──────── TEXTE À EXAMINER ────────

Cette question est importante. Pour cette raison, j'ai précisé m'exprimer à titre personnel, sans conflits d'intérêts. M. François Alla a démissionné du Haut Conseil de la santé publique. Je cite ses propos, tenus dans un entretien dans Le Quotidien du Médecin : « On assiste aujourd'hui à un processus de décrédibilisation de toute voix discordante. C'est devenu très dur pour un expert de dire qu'il n'est pas tout à fait d'accord avec les politiques. Les gens sont tétanisés, ils ont peur de passer pour des antivax ou des complotistes. » Effectivement, il est difficile de tenir une parole libre sur ce sujet.
Ce que l'on aurait pu faire collectivement, c'est mobiliser le dispositif d'agences sanitaires supposées indépendantes qui existent déjà, et permettre la tenue d'un débat contradictoire scientifique - je vous remercie d'ailleurs d'offrir à cette parole de santé publique nuancée, pragmatique et fondée sur des preuves d'avoir pu être portée dans un cadre institutionnel au moins une fois. Ce débat contradictoire est nécessaire, car la communauté scientifique médicale de santé publique est extrêmement fragmentée sur la gestion de la crise. Je ne suis pas la seule experte de santé publique ou épidémiologiste professionnelle à porter cette voix. L'impression a été donnée qu'il n'y avait qu'une seule voix scientifique, homogène et consensuelle, face à la gestion de cette crise, et qu'on ne pouvait emprunter qu'une seule voie pour lutter contre la pandémie, alors que ce n'était pas le cas.
Les solutions providentielles qui nous ont été présentées, comme le confinement, les fermetures d'écoles ou le vaccin, n'avaient rien de providentiel. Il n'y a pas de sauveur providentiel, si ce n'est nous-mêmes. Nous devons nous reconnecter avec les principes fondamentaux de la médecine et de la santé publique que sont l'appui sur des preuves et le consentement des individus.

────────

Recopiez le texte sur la gestion de la crise sanitaire en commençant par « Les solutions providentielles » et en allant jusqu'à « consentement des individus. ». Substituez-y « l'accord » à « le consentement ».

──────── DONNÉES FOURNIES ────────

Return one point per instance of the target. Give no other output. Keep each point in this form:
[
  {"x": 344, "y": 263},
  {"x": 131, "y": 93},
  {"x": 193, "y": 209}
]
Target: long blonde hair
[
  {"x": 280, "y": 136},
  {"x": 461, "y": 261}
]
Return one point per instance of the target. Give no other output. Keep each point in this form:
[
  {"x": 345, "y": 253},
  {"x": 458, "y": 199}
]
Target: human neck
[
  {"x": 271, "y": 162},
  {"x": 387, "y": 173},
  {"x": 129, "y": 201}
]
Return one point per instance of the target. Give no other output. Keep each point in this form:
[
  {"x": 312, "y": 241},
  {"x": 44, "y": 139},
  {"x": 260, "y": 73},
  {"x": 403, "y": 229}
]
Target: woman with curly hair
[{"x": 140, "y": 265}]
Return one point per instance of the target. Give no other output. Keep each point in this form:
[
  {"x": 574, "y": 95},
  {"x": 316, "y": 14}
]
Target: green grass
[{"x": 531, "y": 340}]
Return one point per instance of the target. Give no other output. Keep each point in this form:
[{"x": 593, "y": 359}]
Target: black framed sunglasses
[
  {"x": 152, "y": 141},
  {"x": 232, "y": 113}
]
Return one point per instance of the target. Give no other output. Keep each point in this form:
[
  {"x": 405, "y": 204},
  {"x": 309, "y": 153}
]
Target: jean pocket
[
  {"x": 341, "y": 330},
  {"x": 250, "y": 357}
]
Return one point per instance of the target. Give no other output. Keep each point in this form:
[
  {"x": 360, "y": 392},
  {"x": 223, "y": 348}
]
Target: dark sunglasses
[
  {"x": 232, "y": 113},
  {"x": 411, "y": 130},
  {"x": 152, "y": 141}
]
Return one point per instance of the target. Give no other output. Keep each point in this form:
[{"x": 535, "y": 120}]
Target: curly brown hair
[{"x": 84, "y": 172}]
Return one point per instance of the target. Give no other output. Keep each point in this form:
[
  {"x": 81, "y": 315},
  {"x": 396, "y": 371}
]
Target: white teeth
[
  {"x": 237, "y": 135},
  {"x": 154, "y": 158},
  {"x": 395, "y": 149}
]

────────

**ZONE DE RÉPONSE:**
Les solutions providentielles qui nous ont été présentées, comme le confinement, les fermetures d'écoles ou le vaccin, n'avaient rien de providentiel. Il n'y a pas de sauveur providentiel, si ce n'est nous-mêmes. Nous devons nous reconnecter avec les principes fondamentaux de la médecine et de la santé publique que sont l'appui sur des preuves et l'accord des individus.